Your goal: Of all the lines below, output only those starting at the one with "search: lanyard with badge" and ending at the one with "search: black backpack", both ends included, exactly as written.

Segment Open

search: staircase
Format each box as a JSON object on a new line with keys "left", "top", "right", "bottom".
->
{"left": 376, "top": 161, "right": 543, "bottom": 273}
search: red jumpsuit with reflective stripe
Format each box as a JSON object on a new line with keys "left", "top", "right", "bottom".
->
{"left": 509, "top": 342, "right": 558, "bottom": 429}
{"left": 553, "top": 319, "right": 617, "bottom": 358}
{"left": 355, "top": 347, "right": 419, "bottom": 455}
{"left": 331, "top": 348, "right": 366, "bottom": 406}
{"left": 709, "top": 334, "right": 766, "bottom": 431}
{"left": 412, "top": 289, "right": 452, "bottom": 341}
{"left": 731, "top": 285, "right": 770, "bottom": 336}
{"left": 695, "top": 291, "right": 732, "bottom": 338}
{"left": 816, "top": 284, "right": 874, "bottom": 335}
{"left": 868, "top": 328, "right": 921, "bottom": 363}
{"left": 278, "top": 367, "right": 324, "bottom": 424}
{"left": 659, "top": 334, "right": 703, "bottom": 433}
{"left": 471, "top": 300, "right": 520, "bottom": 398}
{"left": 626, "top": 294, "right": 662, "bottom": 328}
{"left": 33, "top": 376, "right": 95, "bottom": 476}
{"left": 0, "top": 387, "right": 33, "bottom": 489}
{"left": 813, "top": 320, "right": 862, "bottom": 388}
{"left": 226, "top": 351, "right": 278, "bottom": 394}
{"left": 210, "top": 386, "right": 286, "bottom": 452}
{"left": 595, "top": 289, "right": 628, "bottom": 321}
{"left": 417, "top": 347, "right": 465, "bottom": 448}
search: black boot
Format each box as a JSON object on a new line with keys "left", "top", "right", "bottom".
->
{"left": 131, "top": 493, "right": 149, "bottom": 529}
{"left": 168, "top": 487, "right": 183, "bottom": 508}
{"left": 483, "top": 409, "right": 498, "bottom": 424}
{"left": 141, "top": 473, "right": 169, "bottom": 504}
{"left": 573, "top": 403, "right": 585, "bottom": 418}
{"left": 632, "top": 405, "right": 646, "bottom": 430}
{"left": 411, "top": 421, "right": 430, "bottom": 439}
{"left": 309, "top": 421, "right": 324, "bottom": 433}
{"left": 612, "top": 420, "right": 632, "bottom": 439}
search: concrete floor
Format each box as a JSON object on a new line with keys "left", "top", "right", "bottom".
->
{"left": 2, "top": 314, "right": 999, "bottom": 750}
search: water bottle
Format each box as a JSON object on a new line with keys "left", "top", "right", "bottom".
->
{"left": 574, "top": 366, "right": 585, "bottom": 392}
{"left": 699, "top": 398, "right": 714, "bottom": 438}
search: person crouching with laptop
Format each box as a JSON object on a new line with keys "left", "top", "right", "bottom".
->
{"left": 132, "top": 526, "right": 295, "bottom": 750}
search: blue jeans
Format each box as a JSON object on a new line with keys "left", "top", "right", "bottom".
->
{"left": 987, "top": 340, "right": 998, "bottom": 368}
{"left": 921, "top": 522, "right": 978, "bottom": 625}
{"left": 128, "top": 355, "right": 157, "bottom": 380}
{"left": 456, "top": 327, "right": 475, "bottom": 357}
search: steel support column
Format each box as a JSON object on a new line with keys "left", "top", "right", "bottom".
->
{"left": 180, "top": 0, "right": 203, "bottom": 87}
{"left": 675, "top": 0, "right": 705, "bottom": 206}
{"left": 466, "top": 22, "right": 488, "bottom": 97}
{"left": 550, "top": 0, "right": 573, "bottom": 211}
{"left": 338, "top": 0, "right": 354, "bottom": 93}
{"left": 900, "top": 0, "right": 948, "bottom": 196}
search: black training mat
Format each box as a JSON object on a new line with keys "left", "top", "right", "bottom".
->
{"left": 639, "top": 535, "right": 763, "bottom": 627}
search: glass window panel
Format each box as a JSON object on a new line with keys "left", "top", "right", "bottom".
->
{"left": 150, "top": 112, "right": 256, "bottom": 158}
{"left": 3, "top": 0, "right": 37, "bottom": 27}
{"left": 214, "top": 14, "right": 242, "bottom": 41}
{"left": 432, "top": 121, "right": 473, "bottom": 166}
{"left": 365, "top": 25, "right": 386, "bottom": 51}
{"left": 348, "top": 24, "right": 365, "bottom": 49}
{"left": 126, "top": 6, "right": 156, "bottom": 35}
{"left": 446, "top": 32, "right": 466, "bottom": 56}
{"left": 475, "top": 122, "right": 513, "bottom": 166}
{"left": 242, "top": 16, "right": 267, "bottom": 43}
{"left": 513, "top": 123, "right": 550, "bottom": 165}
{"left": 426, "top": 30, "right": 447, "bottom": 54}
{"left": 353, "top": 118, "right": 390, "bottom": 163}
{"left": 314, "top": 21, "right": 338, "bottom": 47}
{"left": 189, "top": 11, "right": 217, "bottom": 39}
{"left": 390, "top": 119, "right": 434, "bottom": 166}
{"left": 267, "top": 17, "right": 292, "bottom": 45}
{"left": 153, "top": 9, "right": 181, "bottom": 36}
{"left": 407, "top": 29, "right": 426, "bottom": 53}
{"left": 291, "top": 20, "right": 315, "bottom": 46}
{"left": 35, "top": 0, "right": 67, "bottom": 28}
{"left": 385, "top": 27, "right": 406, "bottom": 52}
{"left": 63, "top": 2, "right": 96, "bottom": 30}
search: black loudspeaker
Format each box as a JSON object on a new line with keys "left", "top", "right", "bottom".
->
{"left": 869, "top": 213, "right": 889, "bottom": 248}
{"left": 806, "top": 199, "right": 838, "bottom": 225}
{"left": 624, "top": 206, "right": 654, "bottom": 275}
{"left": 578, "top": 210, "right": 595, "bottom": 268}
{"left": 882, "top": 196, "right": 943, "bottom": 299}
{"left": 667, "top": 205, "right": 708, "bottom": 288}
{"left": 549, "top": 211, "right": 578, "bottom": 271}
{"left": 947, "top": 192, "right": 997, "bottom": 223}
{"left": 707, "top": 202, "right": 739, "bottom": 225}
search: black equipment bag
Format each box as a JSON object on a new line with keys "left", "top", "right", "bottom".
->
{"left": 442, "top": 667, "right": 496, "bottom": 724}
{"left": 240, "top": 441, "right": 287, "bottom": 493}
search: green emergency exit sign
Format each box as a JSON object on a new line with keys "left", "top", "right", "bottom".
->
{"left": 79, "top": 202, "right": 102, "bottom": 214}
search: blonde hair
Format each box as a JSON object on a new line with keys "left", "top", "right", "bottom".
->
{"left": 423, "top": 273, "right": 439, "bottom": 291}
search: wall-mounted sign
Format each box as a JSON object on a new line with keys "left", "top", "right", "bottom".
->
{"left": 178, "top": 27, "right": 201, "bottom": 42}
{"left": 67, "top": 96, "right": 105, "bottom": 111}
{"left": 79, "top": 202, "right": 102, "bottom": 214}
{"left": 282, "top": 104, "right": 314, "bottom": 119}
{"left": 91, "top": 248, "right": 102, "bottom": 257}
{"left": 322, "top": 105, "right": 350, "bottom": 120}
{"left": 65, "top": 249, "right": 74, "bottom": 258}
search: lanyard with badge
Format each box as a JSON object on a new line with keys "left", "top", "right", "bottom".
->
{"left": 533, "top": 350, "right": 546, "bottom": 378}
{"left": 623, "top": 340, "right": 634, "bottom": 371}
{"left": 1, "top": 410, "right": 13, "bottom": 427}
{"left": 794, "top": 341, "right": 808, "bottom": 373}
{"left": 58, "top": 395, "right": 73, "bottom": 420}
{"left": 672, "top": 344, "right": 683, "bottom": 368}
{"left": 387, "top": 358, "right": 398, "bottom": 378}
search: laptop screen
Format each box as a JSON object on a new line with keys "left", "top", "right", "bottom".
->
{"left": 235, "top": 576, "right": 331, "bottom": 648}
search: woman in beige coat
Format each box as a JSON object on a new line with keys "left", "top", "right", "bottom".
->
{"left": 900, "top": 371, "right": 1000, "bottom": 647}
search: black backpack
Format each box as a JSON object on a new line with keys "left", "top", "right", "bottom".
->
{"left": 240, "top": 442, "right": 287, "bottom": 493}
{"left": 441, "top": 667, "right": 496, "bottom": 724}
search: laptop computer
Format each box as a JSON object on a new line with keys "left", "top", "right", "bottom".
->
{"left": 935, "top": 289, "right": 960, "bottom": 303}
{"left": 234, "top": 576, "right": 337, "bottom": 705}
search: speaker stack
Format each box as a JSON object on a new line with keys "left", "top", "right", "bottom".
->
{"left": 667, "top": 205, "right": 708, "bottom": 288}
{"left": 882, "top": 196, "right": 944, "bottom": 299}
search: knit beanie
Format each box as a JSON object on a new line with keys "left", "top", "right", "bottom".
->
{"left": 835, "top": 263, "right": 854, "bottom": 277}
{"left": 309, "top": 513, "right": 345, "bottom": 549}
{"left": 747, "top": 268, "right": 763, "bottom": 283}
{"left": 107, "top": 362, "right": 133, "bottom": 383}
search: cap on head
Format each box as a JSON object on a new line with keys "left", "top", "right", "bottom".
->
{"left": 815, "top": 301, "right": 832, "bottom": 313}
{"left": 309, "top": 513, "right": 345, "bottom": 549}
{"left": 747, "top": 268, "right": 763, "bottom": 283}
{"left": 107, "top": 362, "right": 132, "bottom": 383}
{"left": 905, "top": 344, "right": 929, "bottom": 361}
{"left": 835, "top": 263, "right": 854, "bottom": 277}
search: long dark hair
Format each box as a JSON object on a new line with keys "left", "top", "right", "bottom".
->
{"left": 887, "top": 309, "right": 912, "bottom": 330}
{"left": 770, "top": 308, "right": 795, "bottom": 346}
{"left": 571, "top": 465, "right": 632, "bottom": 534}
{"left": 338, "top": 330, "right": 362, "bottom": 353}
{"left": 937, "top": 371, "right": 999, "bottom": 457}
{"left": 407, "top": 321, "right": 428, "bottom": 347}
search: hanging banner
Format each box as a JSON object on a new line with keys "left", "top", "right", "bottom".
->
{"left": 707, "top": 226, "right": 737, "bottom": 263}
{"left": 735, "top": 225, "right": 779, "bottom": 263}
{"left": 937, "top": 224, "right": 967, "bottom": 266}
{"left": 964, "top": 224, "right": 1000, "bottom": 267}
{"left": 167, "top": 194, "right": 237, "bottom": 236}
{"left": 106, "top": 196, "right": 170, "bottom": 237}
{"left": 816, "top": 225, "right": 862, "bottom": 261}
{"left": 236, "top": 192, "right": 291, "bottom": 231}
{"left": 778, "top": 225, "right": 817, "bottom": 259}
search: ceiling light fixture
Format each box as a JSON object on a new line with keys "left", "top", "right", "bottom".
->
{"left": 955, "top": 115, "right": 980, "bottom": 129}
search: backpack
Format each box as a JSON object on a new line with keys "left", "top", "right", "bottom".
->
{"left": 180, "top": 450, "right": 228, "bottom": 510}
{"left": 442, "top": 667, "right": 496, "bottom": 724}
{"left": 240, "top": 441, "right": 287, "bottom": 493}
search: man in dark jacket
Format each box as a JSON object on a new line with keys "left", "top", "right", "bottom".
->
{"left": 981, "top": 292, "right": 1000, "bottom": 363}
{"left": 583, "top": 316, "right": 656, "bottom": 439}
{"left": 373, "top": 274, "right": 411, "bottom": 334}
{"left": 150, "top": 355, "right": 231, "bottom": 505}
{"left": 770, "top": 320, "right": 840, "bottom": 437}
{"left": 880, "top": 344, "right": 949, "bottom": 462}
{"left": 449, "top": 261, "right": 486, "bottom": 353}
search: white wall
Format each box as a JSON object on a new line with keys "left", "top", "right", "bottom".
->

Segment Closed

Solution below:
search: lanyard with badge
Format each box as a JSON object on a new line with keys "left", "top", "right", "bottom".
->
{"left": 533, "top": 350, "right": 546, "bottom": 378}
{"left": 623, "top": 340, "right": 634, "bottom": 371}
{"left": 1, "top": 410, "right": 13, "bottom": 427}
{"left": 794, "top": 341, "right": 808, "bottom": 373}
{"left": 58, "top": 395, "right": 73, "bottom": 420}
{"left": 672, "top": 344, "right": 683, "bottom": 368}
{"left": 387, "top": 358, "right": 398, "bottom": 378}
search: laptop screen
Format each box as a JSON object on a new line with keys "left", "top", "right", "bottom".
->
{"left": 235, "top": 576, "right": 331, "bottom": 648}
search: woman in beige coat
Format each box as a JSON object on a new line with keys "left", "top", "right", "bottom".
->
{"left": 900, "top": 371, "right": 1000, "bottom": 647}
search: black backpack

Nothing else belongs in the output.